§ TASK DETAILS:
Keep the pictures out and restate every record exactly.

§ TASK INPUT:

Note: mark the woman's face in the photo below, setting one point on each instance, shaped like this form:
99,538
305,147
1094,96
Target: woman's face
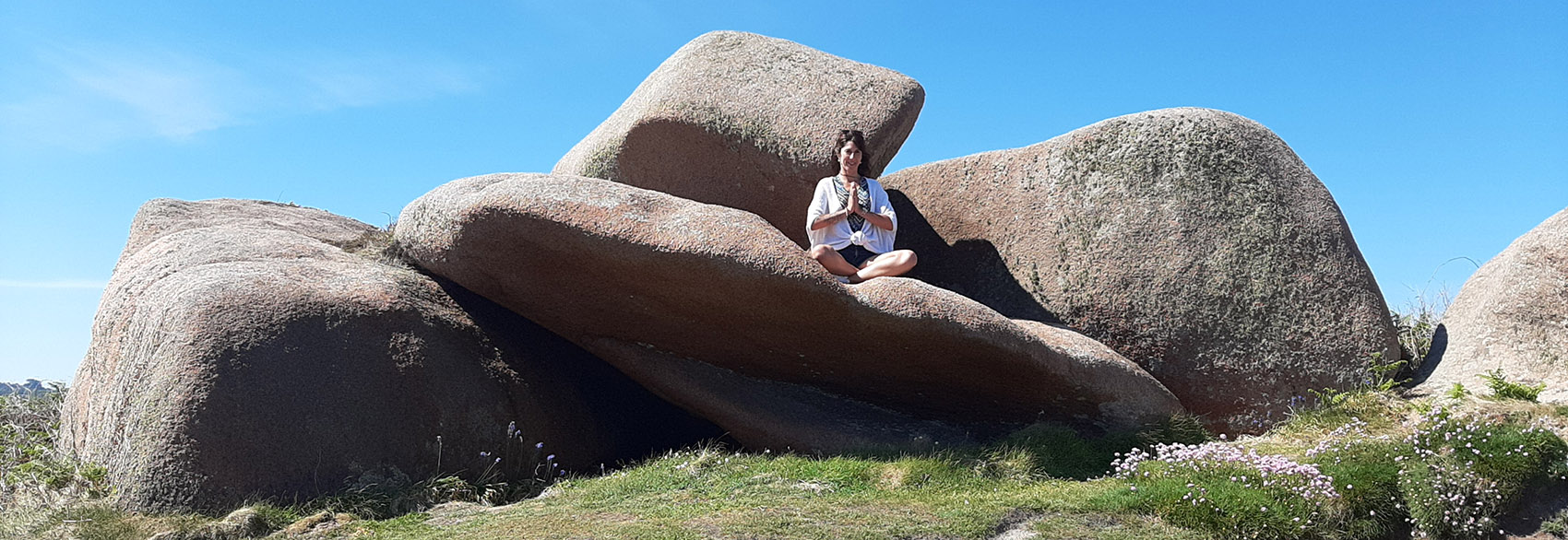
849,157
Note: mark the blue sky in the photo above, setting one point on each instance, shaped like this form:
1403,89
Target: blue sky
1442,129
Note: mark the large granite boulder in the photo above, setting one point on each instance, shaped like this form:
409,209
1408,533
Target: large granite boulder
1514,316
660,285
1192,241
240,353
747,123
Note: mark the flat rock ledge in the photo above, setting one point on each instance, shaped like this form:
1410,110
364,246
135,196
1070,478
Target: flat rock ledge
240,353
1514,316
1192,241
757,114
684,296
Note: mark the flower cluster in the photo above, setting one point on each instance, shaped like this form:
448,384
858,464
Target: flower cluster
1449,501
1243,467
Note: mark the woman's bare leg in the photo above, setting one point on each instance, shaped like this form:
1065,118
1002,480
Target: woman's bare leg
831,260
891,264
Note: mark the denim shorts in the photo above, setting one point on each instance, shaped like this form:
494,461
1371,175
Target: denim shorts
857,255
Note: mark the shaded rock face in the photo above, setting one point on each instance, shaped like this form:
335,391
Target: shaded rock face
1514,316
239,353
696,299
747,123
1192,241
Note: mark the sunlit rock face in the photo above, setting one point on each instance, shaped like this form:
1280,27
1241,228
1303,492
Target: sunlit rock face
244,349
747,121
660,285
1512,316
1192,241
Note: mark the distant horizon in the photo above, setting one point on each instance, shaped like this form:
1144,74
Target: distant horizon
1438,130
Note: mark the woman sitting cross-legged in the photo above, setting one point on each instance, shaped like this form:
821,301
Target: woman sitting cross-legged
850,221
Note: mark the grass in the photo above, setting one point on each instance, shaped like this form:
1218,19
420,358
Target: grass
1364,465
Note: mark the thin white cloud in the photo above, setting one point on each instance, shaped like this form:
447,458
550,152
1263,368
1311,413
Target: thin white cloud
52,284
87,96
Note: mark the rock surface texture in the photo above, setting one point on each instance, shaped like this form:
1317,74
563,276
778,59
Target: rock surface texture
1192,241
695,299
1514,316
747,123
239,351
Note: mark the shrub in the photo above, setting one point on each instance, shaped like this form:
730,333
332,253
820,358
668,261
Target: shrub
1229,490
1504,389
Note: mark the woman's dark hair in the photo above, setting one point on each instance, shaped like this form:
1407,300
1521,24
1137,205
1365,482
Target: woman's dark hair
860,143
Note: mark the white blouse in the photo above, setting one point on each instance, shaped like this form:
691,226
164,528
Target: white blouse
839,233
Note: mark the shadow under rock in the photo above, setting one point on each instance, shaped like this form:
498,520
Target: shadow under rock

§ RESPONSE TO THE EXERCISE:
Note: mark the woman's face in the photo below, setting one point on each instance, shaped like this form:
99,538
305,147
1094,96
Target: woman's face
849,157
Note: mark the blue sky in the photo above, setting one point on each instance, shaped like this form:
1403,89
Target: blue sky
1442,129
Note: mark the large granite boulder in the photo above, setting one point on each instance, shaped like this form:
409,209
1408,533
Target: large granite boulder
1514,316
660,285
1192,241
240,353
747,123
Note: mark the flat rock ledge in the photo above, setting one point on each instance, shaped like this form:
1410,110
364,246
135,196
1070,478
Target: flat rock ledge
240,353
1514,316
1192,241
757,114
684,296
Note: mark the flower cluster in the photo above, setting one point on each instance, shaped like this form:
448,384
858,464
Target: flower cluster
1449,501
1243,467
Note: mark the woman's bare leg in the photo above, setting one point on each instance, shaped like this form:
1065,118
1002,480
Target: woman's bare leg
831,260
891,264
Note: mark the denim shorts in the photo above, setting one point on each instance, shaped like this form:
494,461
1371,175
Target: denim shorts
857,255
Note: mark the shaded rock face in the photo above, setting one point on each instance, shaped like this form:
335,391
Target: shaded rock face
1514,316
239,353
696,299
747,123
1192,241
Note: mark the sunlit rock face in the photo above, setting one point on each instance, shaped like this form:
1280,27
1241,228
1303,492
Target: sunlit rock face
244,349
747,121
660,285
1512,316
1192,241
Note: mark the distant horizon in the photo above, setting one point on each instance, shaped like this form:
1144,74
Target: distant horizon
1438,130
Note: mark the woman sitting cross-legged in the photo above, setting one point on each instance, shaped like this form:
821,301
Target: woman sitting cross-legged
850,221
Note: mark the grass in the photo above, setting one point on each instance, shaped like this form:
1218,19
420,358
Target: grass
1364,465
Note: mark the thin white cloud in the photo above, setting one point on each instance, shaped like this form:
447,458
550,152
1263,368
1311,413
Target: thin white cloud
52,284
87,96
Note: mark the rock surface texture in the photo above, setting one point on each instance, shaped like this form:
1317,74
563,276
778,59
Target: rock surface texture
1192,241
695,299
1514,316
747,123
239,351
Note: mark the shrub in the photo above, setting one point on each instance, shaped like this form:
730,333
332,253
820,358
668,261
Target: shrub
1229,490
1504,389
Note: mark the woman's dark hair in the photo above, setting one point on each instance, shaped like this form:
1407,300
1521,24
1137,205
1365,482
Target: woman's dark hair
860,143
Note: mark the white blouse in the photo above, setting one point on each instance, shaped like this form:
691,226
164,528
Target: white blouse
839,233
Note: mark the shadow under rock in the photo above, setting one point on each instance, shaped like this form:
498,520
Target: shadow under rock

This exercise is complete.